• _Exercise_
Pull out every line in the rows below that contains the word "horizon", and copy each one. Case counts.

• _Records of labeled points_
_ _ _ _ _ _ _

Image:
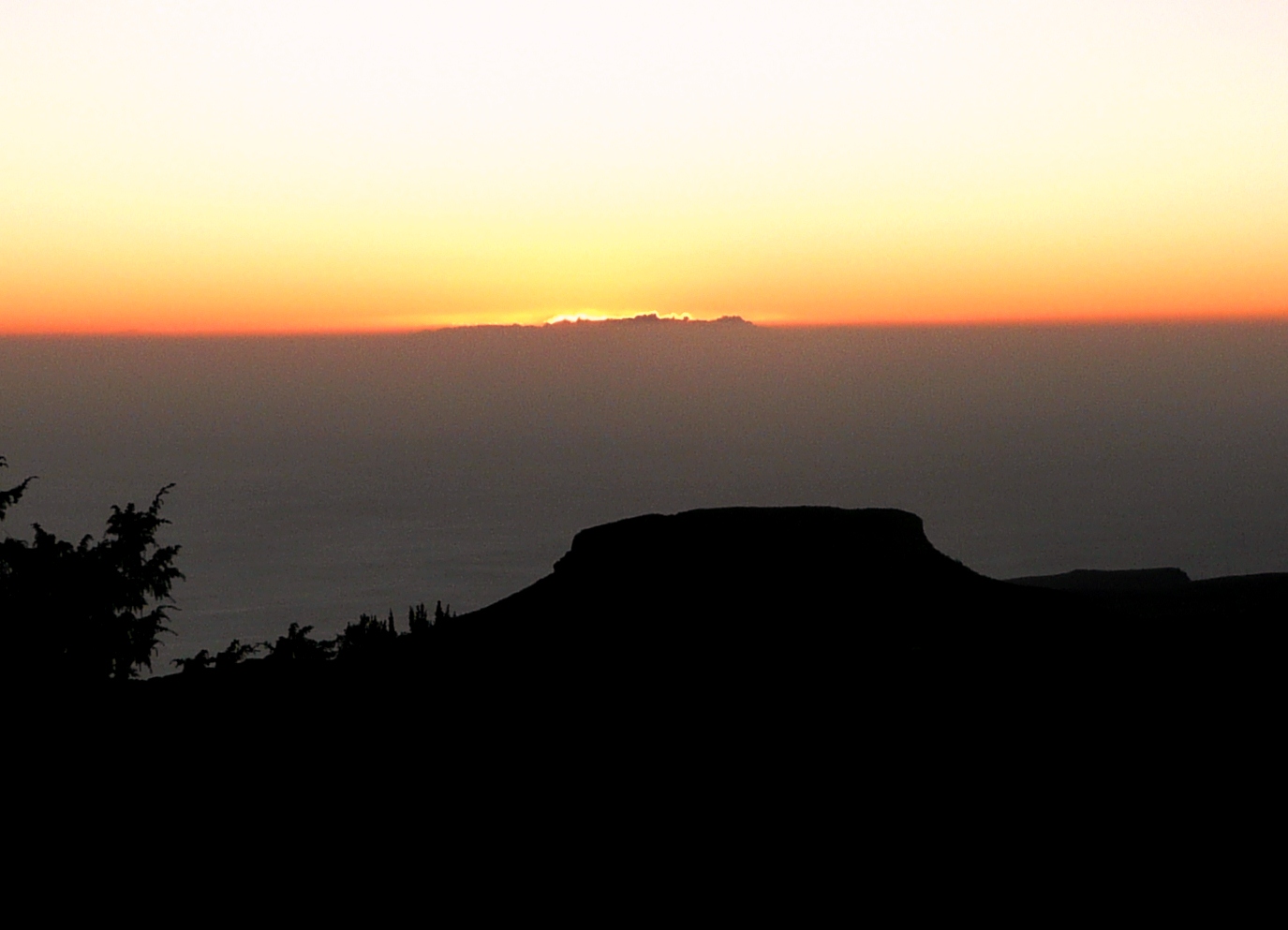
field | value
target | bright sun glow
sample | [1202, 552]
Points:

_ _ _ _ _ _ _

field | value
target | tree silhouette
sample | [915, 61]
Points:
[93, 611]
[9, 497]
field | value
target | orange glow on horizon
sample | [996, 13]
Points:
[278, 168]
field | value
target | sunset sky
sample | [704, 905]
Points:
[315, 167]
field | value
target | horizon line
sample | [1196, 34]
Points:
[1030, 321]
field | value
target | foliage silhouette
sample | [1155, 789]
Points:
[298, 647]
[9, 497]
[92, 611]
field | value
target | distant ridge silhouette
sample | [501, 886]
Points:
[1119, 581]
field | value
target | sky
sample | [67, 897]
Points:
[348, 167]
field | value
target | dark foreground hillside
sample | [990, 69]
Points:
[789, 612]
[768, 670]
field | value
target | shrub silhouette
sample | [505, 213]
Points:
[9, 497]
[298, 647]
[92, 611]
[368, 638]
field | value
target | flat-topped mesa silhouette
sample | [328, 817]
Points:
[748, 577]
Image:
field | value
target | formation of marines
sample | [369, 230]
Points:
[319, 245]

_ _ _ _ _ _ _

• _Output_
target | orange glow on horizon
target | horizon line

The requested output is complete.